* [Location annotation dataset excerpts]
= = = =

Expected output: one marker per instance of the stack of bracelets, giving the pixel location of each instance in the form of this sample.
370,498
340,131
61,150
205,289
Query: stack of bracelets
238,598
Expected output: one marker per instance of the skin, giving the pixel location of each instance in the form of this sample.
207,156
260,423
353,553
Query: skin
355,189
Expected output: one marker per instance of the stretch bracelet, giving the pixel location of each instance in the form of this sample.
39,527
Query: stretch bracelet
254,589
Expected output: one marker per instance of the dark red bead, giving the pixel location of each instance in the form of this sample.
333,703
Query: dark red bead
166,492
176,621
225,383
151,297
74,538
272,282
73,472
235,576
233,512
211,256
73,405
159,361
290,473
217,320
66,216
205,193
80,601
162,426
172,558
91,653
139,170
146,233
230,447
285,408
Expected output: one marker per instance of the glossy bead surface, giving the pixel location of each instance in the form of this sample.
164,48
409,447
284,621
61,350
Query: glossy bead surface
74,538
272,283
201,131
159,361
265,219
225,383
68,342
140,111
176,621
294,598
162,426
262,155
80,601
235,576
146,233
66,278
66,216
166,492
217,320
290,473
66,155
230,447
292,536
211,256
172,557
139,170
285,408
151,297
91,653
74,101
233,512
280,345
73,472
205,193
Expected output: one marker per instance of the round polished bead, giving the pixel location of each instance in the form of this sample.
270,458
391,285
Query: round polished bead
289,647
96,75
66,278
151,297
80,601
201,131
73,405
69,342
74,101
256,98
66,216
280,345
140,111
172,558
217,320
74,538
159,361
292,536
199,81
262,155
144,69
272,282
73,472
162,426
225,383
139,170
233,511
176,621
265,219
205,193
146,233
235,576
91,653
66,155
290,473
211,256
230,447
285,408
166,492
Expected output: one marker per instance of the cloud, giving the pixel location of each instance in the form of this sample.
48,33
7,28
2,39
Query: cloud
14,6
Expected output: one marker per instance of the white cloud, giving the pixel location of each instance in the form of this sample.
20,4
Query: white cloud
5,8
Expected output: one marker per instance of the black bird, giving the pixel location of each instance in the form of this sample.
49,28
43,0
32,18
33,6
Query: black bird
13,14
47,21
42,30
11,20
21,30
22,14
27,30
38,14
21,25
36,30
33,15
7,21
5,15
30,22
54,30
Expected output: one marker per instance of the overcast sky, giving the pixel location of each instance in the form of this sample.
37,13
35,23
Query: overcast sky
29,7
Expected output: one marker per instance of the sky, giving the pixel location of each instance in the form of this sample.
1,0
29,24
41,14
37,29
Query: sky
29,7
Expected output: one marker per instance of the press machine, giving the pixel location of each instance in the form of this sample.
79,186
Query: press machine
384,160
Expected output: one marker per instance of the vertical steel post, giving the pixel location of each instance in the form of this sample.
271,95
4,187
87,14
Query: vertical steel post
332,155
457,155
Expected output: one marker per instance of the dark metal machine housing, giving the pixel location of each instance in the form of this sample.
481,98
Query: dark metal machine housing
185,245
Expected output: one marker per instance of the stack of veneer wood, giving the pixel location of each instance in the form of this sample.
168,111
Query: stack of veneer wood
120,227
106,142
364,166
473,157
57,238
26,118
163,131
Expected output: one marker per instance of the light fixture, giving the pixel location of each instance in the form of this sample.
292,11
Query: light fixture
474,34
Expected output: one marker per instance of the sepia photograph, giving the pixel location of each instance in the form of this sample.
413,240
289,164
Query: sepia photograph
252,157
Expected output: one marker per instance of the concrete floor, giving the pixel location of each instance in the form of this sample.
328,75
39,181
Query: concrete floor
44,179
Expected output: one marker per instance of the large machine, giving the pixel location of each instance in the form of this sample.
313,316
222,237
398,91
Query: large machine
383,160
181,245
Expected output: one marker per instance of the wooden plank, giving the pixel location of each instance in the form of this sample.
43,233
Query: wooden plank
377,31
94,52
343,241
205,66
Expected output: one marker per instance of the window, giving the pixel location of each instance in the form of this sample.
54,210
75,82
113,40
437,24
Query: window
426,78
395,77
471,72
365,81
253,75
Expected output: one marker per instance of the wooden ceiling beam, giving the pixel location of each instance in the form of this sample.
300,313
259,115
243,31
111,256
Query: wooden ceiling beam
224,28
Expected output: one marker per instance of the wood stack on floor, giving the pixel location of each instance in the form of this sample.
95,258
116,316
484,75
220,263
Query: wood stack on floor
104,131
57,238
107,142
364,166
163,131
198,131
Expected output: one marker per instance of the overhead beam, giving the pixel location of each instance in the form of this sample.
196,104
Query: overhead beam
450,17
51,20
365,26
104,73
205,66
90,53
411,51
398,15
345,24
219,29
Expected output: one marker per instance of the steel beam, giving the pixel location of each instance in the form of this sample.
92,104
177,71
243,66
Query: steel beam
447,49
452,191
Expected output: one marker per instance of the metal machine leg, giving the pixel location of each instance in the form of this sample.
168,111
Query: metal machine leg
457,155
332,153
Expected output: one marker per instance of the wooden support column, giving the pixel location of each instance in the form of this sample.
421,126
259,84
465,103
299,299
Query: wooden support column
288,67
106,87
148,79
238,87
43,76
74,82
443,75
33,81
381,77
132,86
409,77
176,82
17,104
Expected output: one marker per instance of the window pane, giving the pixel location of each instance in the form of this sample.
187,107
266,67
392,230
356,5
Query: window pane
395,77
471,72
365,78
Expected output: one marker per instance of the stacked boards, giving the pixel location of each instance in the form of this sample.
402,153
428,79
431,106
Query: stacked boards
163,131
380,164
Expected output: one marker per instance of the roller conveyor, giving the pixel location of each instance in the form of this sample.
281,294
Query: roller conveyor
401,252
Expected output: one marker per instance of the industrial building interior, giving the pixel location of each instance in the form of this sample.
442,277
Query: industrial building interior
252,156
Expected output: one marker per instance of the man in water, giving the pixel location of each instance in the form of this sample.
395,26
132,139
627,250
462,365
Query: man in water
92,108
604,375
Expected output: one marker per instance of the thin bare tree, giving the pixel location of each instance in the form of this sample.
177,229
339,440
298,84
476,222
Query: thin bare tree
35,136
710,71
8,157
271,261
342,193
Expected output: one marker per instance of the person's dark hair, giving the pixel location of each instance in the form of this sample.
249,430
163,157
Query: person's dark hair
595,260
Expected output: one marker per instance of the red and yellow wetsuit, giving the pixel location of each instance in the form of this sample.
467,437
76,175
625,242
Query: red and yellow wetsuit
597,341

= = = =

* [AIM]
Quote, without any change, each line from the one that contains "Expected output: one marker per instance of the thin" through the end of the material.

* [RESULT BELOW]
Expected output: one marker per instance of the thin bare tree, giving the pixel location of each instance in the form of this sample.
177,229
339,440
298,84
476,222
Query: thin bare tree
35,136
710,71
8,157
271,261
342,193
Expected output: one marker per instance of the person's dark hair, giving the pixel location of each instance in the form of this sample.
249,430
163,157
Query: person's dark hair
595,260
Expected output: one marker per instance of the red and yellow wetsuit, giving the pixel location of each instance in the form of this sample.
467,437
76,175
625,242
Query: red and yellow wetsuit
597,341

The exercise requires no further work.